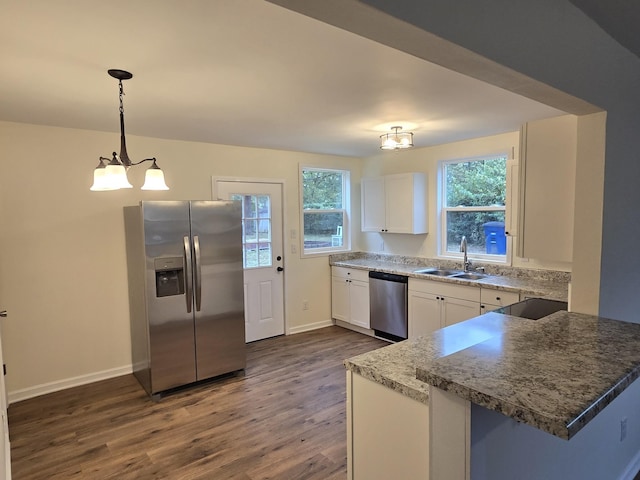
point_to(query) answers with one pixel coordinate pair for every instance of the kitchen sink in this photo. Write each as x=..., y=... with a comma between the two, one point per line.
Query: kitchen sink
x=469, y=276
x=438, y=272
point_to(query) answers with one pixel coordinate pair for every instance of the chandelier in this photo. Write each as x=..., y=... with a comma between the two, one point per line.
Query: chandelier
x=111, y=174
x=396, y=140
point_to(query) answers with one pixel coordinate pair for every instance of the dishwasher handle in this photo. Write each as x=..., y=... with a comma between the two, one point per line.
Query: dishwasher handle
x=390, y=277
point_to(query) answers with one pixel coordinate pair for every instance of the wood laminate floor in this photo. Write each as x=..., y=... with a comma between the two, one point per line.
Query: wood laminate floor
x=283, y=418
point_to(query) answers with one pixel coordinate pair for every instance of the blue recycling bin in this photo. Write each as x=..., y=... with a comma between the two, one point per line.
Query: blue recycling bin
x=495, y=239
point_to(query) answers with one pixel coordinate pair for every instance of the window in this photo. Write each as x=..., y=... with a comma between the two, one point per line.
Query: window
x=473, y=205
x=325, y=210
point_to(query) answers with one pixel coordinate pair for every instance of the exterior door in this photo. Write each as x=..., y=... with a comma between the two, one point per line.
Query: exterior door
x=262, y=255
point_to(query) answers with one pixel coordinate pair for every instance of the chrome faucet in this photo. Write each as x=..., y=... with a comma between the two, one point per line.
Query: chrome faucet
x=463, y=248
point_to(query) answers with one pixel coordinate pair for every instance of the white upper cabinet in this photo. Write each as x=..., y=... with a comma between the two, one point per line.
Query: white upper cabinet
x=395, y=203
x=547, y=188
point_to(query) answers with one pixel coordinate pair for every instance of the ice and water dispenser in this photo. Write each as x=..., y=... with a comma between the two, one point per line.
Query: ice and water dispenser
==
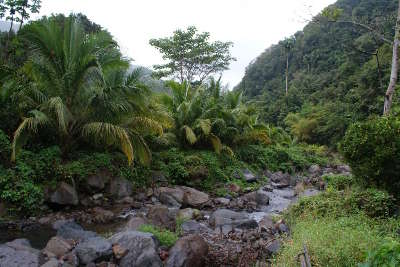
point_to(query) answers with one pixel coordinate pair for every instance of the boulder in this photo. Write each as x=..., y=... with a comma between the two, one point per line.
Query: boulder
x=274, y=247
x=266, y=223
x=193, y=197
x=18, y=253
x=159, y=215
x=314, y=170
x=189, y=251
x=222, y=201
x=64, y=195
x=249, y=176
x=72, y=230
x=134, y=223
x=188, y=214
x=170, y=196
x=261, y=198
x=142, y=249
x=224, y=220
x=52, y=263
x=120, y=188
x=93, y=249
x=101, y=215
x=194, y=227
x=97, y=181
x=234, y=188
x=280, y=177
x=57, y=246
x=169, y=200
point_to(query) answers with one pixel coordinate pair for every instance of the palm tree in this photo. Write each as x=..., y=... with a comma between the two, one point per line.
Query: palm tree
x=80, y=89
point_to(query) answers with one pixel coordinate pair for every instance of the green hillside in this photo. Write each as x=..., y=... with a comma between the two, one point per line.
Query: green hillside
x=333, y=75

■ Work instructions ■
Return exactly, and only, the lines above starting at the line that contains "Query: exterior door" and ending at the line that contains "Query: ice and water dispenser".

■ Output of the exercise ■
Query: exterior door
x=262, y=255
point_to(query) answers with one pixel coordinate pair for every instance of the chrome faucet in this photo. Write each as x=..., y=... with a comma between the two, one point per line.
Query: chrome faucet
x=463, y=248
point_to(query) answers with one pixel coordinate pair for every instance of the white upper cabinet in this photo. Write each as x=..., y=... with a comma between the two, one point per line.
Query: white upper cabinet
x=395, y=203
x=547, y=188
point_to(query) answers with one pixel coordinate pair for every instance of the ice and water dispenser in this photo. Write each as x=..., y=... with a comma between the two, one point per line.
Query: ice and water dispenser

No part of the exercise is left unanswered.